Photo labels with boxes:
----
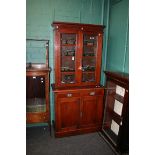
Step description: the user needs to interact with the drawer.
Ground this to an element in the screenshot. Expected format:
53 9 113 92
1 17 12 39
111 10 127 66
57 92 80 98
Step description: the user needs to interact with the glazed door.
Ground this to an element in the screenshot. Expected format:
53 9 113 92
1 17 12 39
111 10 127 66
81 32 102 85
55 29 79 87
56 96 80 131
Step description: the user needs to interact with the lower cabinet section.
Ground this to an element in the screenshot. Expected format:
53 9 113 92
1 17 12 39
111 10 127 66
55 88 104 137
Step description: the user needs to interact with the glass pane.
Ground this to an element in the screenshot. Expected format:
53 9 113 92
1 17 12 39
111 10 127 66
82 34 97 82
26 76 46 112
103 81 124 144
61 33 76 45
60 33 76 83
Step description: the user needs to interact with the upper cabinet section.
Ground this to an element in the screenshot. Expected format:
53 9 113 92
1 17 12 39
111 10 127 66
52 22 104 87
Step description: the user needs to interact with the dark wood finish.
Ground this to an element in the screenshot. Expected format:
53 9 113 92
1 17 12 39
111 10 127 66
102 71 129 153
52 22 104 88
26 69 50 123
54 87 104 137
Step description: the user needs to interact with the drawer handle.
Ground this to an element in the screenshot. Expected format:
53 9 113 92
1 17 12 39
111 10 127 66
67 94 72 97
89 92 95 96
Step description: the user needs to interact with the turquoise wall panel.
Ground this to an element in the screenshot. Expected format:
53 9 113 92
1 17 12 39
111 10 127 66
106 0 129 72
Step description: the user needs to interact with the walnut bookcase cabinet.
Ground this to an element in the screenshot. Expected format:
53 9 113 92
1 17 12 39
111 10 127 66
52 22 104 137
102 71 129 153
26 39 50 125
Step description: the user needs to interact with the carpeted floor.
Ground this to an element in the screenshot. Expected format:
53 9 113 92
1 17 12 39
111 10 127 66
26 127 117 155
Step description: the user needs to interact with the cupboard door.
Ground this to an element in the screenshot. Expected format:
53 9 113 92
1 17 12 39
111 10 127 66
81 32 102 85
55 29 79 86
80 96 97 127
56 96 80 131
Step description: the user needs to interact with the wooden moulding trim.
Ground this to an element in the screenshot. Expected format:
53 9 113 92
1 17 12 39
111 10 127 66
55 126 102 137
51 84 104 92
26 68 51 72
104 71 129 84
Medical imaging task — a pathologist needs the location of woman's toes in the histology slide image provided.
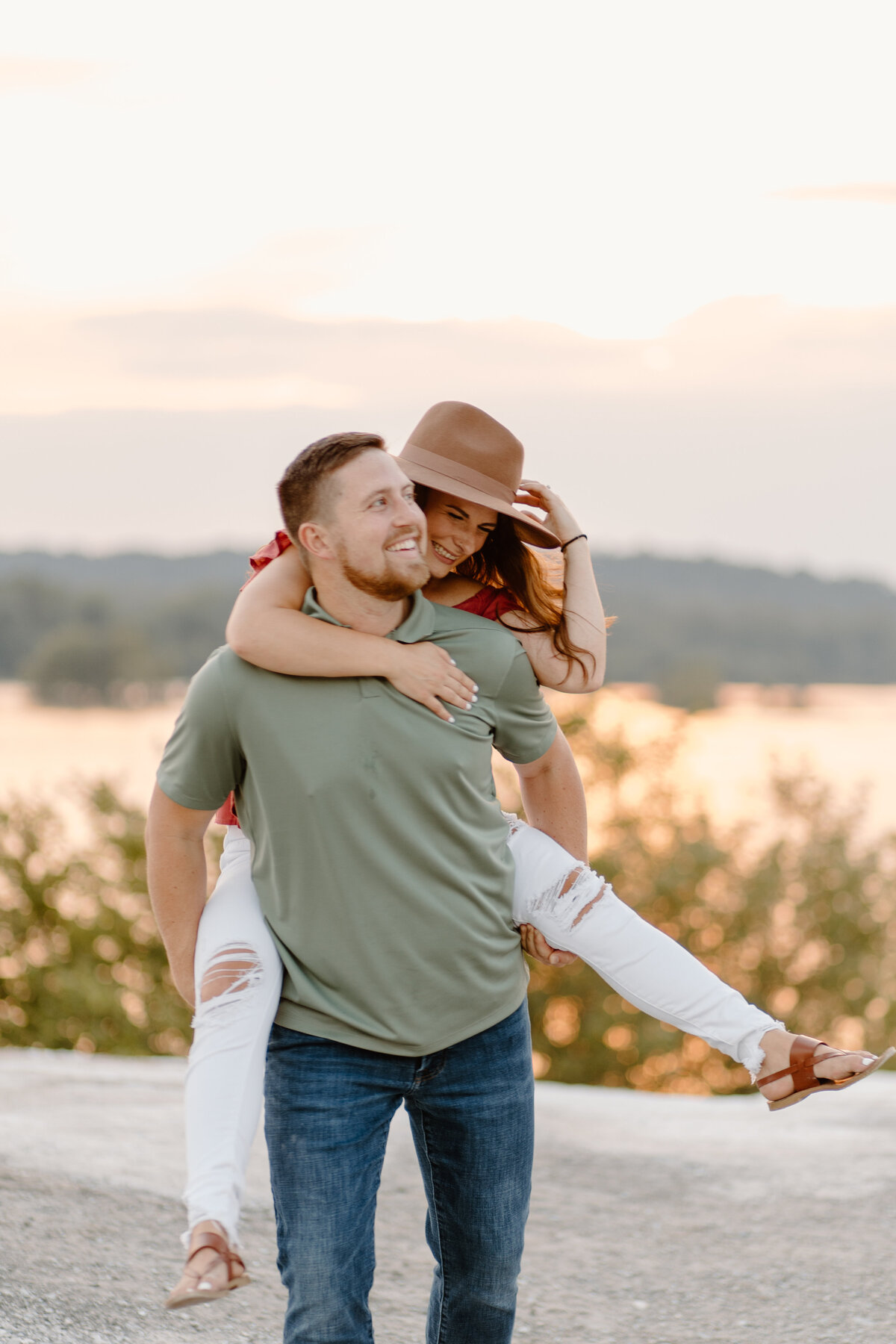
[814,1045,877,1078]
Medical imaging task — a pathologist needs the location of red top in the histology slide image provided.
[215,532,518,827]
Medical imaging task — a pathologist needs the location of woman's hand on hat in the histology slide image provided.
----
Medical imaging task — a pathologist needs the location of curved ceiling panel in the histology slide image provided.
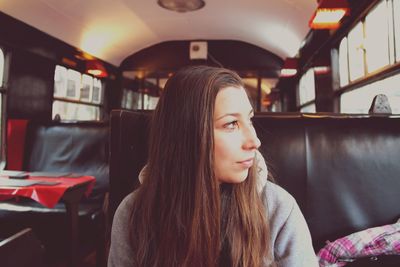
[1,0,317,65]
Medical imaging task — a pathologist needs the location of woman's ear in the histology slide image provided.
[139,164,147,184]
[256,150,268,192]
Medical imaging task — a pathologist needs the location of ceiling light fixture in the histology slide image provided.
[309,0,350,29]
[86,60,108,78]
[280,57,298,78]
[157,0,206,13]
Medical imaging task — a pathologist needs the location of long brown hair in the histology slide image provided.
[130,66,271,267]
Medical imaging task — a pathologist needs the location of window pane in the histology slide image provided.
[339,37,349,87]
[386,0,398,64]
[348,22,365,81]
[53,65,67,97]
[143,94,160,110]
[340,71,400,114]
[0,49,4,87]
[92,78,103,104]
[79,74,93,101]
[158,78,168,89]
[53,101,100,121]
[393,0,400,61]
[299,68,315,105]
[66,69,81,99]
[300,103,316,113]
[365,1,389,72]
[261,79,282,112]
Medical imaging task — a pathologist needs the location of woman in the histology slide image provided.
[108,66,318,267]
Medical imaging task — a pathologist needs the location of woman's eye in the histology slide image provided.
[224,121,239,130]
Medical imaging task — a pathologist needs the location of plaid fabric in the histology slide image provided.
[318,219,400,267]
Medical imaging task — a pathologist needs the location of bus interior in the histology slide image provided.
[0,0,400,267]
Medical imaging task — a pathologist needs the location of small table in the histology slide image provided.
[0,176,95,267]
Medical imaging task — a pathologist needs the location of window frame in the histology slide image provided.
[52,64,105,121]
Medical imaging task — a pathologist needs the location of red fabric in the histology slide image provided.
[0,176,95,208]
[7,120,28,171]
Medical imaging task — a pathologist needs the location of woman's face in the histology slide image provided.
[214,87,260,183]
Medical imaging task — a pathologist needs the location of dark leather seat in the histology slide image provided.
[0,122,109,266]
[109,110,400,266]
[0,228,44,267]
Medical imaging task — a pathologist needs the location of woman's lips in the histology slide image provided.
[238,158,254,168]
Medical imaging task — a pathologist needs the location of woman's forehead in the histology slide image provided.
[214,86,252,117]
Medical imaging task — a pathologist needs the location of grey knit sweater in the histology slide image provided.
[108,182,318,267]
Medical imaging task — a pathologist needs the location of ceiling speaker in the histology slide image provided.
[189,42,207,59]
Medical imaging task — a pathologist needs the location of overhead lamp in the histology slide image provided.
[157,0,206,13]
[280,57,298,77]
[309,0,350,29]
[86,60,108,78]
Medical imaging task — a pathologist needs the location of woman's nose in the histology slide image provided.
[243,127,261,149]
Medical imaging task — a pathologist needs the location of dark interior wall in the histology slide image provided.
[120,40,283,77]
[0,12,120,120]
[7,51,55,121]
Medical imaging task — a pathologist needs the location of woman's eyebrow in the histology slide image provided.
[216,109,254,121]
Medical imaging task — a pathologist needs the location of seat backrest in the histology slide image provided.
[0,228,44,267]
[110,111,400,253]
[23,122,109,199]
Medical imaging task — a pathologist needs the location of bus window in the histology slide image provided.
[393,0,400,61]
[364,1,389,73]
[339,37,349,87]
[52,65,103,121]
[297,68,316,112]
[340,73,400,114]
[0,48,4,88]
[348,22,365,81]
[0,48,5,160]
----
• WRITTEN INSTRUCTION: Which lines of the records contain the word "interior"? Show each of them, matching case exactly.

• OUTPUT FOR THIS TASK:
Medical imaging task — a pathologist needs the location of bus interior in the histology slide image provided.
Medical imaging task — a pathologist needs the location of dark interior wall in the histology slide image provided.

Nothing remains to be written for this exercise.